### SHORT EXERCISE
Reproduce verbatim every line of the listing below, beginning with the line that contains "Point to the pinstriped" and continuing through the final line of the listing.

____ DATA SHOWN

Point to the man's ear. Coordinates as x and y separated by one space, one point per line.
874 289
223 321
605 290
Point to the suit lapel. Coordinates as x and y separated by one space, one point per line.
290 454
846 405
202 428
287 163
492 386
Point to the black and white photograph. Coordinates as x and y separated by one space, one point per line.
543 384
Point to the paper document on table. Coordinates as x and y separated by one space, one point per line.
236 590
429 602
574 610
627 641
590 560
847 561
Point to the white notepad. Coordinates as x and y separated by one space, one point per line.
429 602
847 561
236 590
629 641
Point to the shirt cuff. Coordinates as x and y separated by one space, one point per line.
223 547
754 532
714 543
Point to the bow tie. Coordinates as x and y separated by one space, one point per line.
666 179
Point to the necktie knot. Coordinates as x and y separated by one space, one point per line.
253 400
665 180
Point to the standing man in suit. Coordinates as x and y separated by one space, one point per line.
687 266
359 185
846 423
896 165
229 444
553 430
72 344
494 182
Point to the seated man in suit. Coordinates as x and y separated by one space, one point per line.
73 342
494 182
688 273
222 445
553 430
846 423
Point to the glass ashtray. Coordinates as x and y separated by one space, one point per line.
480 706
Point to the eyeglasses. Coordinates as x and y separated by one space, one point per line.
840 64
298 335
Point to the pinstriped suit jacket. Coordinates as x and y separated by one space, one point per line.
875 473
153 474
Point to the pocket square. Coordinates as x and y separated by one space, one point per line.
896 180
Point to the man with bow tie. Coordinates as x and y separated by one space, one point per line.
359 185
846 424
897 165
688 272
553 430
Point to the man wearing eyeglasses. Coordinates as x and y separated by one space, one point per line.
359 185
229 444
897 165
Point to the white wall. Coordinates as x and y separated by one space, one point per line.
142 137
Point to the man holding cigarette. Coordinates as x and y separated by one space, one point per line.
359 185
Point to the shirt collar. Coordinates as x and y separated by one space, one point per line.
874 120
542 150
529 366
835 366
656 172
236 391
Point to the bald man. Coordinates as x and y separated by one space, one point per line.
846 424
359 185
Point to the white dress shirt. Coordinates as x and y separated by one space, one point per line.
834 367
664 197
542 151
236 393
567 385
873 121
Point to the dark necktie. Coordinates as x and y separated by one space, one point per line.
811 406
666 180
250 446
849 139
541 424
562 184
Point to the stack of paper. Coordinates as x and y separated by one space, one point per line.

________

### EXERCISE OUTPUT
Point to the pinstriped suit jacket. Coordinates as x and y separated by one space, one point per line.
875 473
153 474
Point to the pocket square. Coordinates as x and y separated by one space, one point per line.
896 180
Point to the man with bow tie. Coordinates as x and y separated by one space, one point per line.
359 185
846 424
897 165
688 272
553 430
Point to the man wearing eyeglasses. Coordinates as x and y separated by one space, one point per line.
359 185
229 444
897 165
Point to the white wall. Coordinates as x and y separated by one space, one point per line.
142 137
Point to the man holding cigarette. Coordinates as x and y separated by one space, one point per line.
359 185
Point to the shirt collar. Coordinates as x and y separated by one space, one point per line.
874 120
542 150
529 366
835 366
656 172
236 391
Point to the bald man. Coordinates as x and y separated by one space, one point per line.
846 424
359 185
Point to the white dress shirt. Coordinates as x and y separated by one space, one point per line.
834 367
664 197
542 151
236 393
567 385
873 121
Point to the dark necktie. Coordinates as x and y separated by one space, one point per line.
811 406
666 180
250 446
849 139
541 424
562 184
Point to the stack of paper. Coordinates as x and y separated by one space, one point per line.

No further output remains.